**Set of tasks**:
1. In the parenting tips, which sources are named as able to help give a child sex and relationships education?
2. From the parenting tips, reproduce word for word the stretch from "5. Don’t be" through "find out more.".

**Page excerpt**:
* START *
2. Don’t go for one ‘big talk’
Lots of smaller conversations that cover many topics are much more helpful to you both.
3. Get support from other sources
Your school, local Primary Care Trust or other parents groups can all help give you and your child sex and relationships education
4. Do your homework
Read up on websites and books (see above), talk to other parents and find out what’s being taught in your child’s school – so you’re prepared for any questions that may come, or are ready to ask your own.
5. Don’t be put off by ‘I already know that!’
Kids can deflect embarrassment by saying they know things that they may not be sure about. If you meet with this response invite them to teach you what they know and if there’s anything either of you are unsure of then take the time to investigate and discuss.
6. Don’t feel you have to know everything
It’s fine to say ‘I don’t know’ if your child asks you a question. But you should then be prepared to find out the answer for them and either explain it, or point them in the right direction to find out more.
* END *
**Provided material**:
* START *
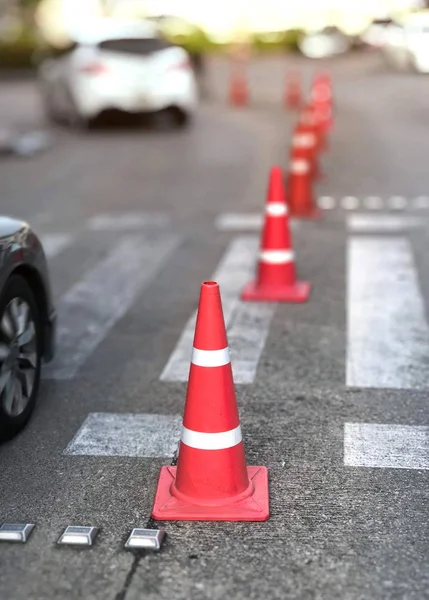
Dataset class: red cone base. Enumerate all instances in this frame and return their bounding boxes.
* END *
**Solutions to each task**:
1. The school, the local Primary Care Trust, or other parents groups.

2.
5. Don’t be put off by ‘I already know that!’
Kids can deflect embarrassment by saying they know things that they may not be sure about. If you meet with this response invite them to teach you what they know and if there’s anything either of you are unsure of then take the time to investigate and discuss.
6. Don’t feel you have to know everything
It’s fine to say ‘I don’t know’ if your child asks you a question. But you should then be prepared to find out the answer for them and either explain it, or point them in the right direction to find out more.